_Directive_
Reproduce every line of the data below verbatim, keeping the original order and formatting.

Rows from a box labeling dataset:
»»
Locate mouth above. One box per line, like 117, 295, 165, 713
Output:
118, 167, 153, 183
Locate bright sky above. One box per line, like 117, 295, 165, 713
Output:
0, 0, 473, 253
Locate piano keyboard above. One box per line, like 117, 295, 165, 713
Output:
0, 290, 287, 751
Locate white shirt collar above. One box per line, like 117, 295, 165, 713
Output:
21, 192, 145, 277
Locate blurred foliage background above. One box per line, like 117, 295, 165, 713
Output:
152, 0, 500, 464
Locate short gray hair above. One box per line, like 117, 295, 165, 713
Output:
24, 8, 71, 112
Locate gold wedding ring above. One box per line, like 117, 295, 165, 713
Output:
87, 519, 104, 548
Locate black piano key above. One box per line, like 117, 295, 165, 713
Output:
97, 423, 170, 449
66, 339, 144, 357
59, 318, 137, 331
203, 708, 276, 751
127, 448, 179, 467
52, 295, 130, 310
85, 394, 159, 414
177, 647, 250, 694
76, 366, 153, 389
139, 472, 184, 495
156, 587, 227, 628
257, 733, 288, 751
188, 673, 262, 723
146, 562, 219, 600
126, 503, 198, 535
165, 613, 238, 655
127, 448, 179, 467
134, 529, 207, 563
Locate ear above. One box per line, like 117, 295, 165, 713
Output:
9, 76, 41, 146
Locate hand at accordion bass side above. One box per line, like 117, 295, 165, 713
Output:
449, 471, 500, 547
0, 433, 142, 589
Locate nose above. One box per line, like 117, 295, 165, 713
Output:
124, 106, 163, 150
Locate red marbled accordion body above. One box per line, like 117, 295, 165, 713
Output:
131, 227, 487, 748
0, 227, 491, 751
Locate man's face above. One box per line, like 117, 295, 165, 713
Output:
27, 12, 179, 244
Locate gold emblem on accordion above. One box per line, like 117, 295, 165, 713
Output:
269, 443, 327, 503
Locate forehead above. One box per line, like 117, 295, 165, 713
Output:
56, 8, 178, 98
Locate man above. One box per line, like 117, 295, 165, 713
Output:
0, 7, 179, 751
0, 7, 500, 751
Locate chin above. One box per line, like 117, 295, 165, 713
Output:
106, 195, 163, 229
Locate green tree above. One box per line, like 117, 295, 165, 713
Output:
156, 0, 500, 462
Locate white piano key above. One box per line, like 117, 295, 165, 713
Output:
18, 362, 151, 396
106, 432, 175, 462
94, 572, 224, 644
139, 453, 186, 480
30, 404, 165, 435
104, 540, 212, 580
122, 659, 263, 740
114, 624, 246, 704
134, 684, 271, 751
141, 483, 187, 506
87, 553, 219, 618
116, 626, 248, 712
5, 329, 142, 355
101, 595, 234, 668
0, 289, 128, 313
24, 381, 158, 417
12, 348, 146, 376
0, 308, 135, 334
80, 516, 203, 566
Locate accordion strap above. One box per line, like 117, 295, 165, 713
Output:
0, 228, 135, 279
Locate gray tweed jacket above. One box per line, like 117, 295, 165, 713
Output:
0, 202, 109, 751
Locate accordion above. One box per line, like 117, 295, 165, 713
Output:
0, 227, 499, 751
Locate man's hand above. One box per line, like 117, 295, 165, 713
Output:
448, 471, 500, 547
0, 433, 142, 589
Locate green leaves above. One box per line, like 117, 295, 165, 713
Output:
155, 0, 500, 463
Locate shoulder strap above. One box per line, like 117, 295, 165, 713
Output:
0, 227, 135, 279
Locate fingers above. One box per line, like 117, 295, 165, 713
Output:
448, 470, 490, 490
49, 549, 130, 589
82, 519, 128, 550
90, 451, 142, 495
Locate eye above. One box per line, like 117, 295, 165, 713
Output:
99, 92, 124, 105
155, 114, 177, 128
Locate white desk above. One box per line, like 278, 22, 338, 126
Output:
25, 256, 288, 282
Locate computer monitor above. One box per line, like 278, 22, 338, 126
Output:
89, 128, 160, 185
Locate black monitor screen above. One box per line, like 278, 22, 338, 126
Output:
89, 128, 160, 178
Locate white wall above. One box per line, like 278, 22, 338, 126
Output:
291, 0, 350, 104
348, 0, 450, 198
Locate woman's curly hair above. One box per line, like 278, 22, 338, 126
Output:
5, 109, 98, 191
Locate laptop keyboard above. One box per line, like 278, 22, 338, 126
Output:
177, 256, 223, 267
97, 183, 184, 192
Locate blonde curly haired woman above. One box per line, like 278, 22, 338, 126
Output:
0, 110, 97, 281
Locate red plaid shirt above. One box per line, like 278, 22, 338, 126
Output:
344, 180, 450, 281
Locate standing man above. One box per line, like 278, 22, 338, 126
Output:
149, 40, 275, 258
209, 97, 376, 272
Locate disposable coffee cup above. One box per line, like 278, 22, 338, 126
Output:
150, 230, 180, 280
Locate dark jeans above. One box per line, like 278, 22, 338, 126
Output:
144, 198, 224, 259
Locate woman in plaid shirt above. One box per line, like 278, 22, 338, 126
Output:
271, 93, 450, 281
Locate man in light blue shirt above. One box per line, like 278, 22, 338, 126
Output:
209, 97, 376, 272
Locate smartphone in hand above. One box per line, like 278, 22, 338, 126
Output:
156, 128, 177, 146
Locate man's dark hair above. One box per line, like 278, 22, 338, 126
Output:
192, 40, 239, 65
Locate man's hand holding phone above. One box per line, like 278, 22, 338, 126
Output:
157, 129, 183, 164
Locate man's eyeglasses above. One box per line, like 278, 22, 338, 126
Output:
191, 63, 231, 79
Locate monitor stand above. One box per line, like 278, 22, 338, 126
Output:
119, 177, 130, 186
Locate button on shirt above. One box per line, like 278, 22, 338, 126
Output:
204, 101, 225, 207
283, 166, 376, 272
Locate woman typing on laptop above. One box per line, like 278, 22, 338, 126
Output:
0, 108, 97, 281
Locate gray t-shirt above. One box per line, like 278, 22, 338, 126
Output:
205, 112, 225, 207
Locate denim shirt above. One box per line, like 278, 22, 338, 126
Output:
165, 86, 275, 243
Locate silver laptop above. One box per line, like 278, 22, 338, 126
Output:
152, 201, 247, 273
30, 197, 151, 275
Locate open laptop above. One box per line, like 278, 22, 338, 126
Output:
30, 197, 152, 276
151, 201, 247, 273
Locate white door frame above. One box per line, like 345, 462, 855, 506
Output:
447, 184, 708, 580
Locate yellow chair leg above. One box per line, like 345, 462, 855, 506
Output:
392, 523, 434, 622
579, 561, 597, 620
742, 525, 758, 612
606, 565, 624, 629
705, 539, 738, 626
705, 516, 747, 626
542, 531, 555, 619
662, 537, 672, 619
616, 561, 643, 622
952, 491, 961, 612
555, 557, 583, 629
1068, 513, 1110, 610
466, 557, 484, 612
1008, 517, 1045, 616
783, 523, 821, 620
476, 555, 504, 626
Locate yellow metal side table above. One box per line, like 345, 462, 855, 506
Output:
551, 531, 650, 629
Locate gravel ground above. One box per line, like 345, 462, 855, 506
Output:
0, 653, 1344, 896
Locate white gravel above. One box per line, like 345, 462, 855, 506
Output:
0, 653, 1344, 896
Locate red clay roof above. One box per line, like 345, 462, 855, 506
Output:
««
_Task solution_
Locate mouth above. One box per line, like 117, 295, 165, 713
Output:
118, 167, 153, 183
Locate bright sky above. One box per line, like 117, 295, 165, 713
Output:
0, 0, 473, 253
Locate piano keyboard above. One box per line, like 117, 295, 165, 713
Output:
0, 290, 287, 751
Locate white shirt collar above. One box per line, like 117, 295, 165, 713
Output:
21, 192, 145, 277
Locate blurred foliage background above. One box per line, like 117, 295, 165, 713
Output:
152, 0, 500, 464
Locate short gray hair above. One box per line, like 117, 295, 165, 713
Output:
24, 8, 71, 112
Locate gold wedding ring above. One box per line, like 117, 295, 165, 713
Output:
87, 519, 104, 548
Locate black piano key above. One box per line, like 117, 295, 165, 713
Output:
97, 423, 170, 449
66, 339, 144, 357
59, 318, 137, 331
203, 708, 276, 751
127, 448, 179, 467
52, 295, 130, 310
85, 394, 159, 414
177, 647, 250, 694
76, 366, 153, 389
139, 472, 184, 495
156, 587, 227, 628
257, 733, 288, 751
188, 673, 262, 723
146, 562, 219, 600
126, 503, 198, 535
165, 613, 238, 655
127, 448, 179, 467
134, 529, 207, 563
Locate ear above. One box per line, like 117, 295, 165, 713
Output:
9, 76, 41, 146
Locate hand at accordion bass side above. One box per line, like 117, 295, 165, 713
Output:
449, 471, 500, 547
0, 433, 142, 589
Locate nose above. One box per line, like 117, 295, 165, 713
Output:
124, 106, 163, 150
Locate red marbled accordion body above. One box per line, like 117, 295, 165, 713
Output:
131, 227, 487, 748
0, 227, 491, 751
Locate man's face above. One box per line, like 117, 295, 165, 713
Output:
27, 12, 179, 244
Locate gold emblem on accordion above. One box per line, like 117, 295, 165, 713
Output:
269, 443, 327, 503
Locate forehead above. One box per line, like 117, 295, 165, 713
Output:
56, 8, 178, 98
Locate man above. One box per line, like 117, 295, 165, 713
Output:
0, 7, 179, 751
0, 7, 500, 751
Locate chin above. One box per line, like 117, 295, 165, 713
Output:
106, 195, 163, 229
Locate green tree above. One box per line, like 117, 295, 165, 713
Output:
156, 0, 500, 462
Locate white piano key above. One box per line, like 117, 295, 165, 713
Output:
18, 362, 151, 396
106, 432, 175, 462
94, 572, 224, 644
139, 453, 186, 480
30, 404, 165, 435
104, 540, 212, 580
122, 659, 263, 740
114, 624, 246, 704
134, 684, 271, 751
141, 483, 187, 506
87, 553, 219, 618
116, 626, 248, 712
5, 329, 142, 355
101, 595, 234, 668
0, 289, 128, 313
24, 381, 158, 417
12, 348, 146, 376
0, 308, 135, 334
80, 516, 203, 566
Locate accordion strap above. One box per line, like 117, 295, 165, 713
Output:
0, 228, 135, 279
Locate gray tweed jacket above. One box per line, like 117, 295, 165, 713
Output:
0, 202, 109, 751
Locate accordion above. One box per line, like 117, 295, 165, 713
Output:
0, 227, 499, 751
Locate man's hand above. One box per line, like 117, 295, 165, 713
Output:
448, 471, 500, 547
0, 433, 142, 589
Locate green leaves above. One box per line, like 117, 295, 165, 713
Output:
155, 0, 500, 463
Locate shoulder strap above. One box per line, like 117, 295, 165, 713
Output:
0, 227, 135, 279
Locate fingers above. One box per line, like 117, 295, 165, 713
Output:
448, 470, 490, 490
49, 549, 130, 589
82, 519, 128, 550
90, 451, 142, 495
Locate eye above. One box per line, like 117, 295, 165, 713
Output:
99, 92, 124, 105
155, 114, 177, 128
Locate white desk above. One box per line, like 278, 22, 338, 126
Output:
25, 256, 288, 282
Locate computer monitor above. One box per line, like 278, 22, 338, 126
Output:
89, 128, 160, 185
Locate black monitor screen above. One box per line, like 278, 22, 338, 126
Output:
89, 128, 160, 178
Locate white wall above. One box per line, like 278, 22, 338, 126
Output:
291, 0, 350, 104
348, 0, 450, 198
Locate woman's curly hair above. One box per line, like 278, 22, 338, 126
Output:
5, 109, 98, 191
Locate laptop keyboard above. One box per line, like 278, 22, 338, 126
Output:
177, 256, 223, 267
97, 183, 184, 192
Locate blonde curly haired woman above. One box per line, like 278, 22, 338, 126
Output:
0, 110, 97, 281
Locate red plaid shirt above. One box per line, like 278, 22, 338, 126
Output:
344, 180, 450, 281
Locate standing man above. One box per line, like 278, 22, 338, 126
Output:
149, 40, 275, 258
209, 97, 376, 272
Locate disposable coffee cup above. One box per line, like 278, 22, 338, 126
Output:
150, 230, 180, 280
Locate dark jeans above. One box per line, like 278, 22, 338, 126
Output:
144, 198, 224, 259
Locate woman in plaid shirt above. One box per line, like 278, 22, 338, 126
Output:
271, 93, 450, 281
Locate man in light blue shirt above. One box per line, like 278, 22, 338, 126
Output:
209, 97, 376, 272
Locate smartphone in hand above. One box per line, like 278, 22, 338, 126
Output:
156, 128, 177, 146
Locate man's dark hair above. One box per line, like 278, 22, 338, 126
Output:
192, 40, 239, 65
Locate man's hand holding phone above. One box per line, like 278, 22, 338, 126
Output:
157, 129, 183, 164
Locate man's eyeglasses above. One box per line, like 278, 22, 338, 126
Output:
191, 63, 231, 79
Locate monitor stand above. One box per line, like 278, 22, 338, 126
Output:
119, 177, 130, 186
Locate button on shirt above. One box per line, like 278, 22, 338, 126
Output:
204, 101, 225, 207
283, 166, 376, 272
Locate woman typing on laptop above. One box per line, like 278, 22, 338, 126
Output:
0, 108, 97, 281
Locate gray t-shirt above. One box per line, like 278, 22, 338, 126
Output:
205, 112, 225, 207
Locate denim shirt above. One box per line, like 278, 22, 338, 126
Output:
165, 86, 275, 243
Locate silver laptop above. One box per line, like 278, 22, 338, 126
Output:
152, 201, 247, 273
30, 197, 151, 275
Locate open laptop above. One box per line, like 278, 22, 338, 126
Output:
30, 197, 152, 276
151, 201, 247, 273
Locate white door frame above. One box per line, like 345, 462, 855, 506
Output:
447, 184, 708, 580
Locate yellow chair leg above. One box per line, like 345, 462, 855, 506
Output:
392, 523, 434, 622
579, 561, 597, 620
742, 525, 758, 612
606, 565, 624, 629
705, 539, 738, 626
705, 516, 747, 626
542, 531, 555, 619
662, 537, 672, 619
616, 561, 643, 622
952, 491, 961, 612
555, 557, 583, 629
1068, 513, 1110, 610
466, 557, 484, 612
1008, 517, 1045, 616
783, 523, 821, 620
476, 555, 504, 626
Locate yellow metal side table above. One box per line, like 345, 462, 855, 506
Output:
551, 531, 650, 629
Locate gravel ground above. One box per line, like 345, 462, 855, 506
Output:
0, 653, 1344, 896
Locate white gravel above. One box per line, like 345, 462, 855, 506
Output:
0, 653, 1344, 896
Locate red clay roof above. One box per line, like 345, 462, 855, 506
Output:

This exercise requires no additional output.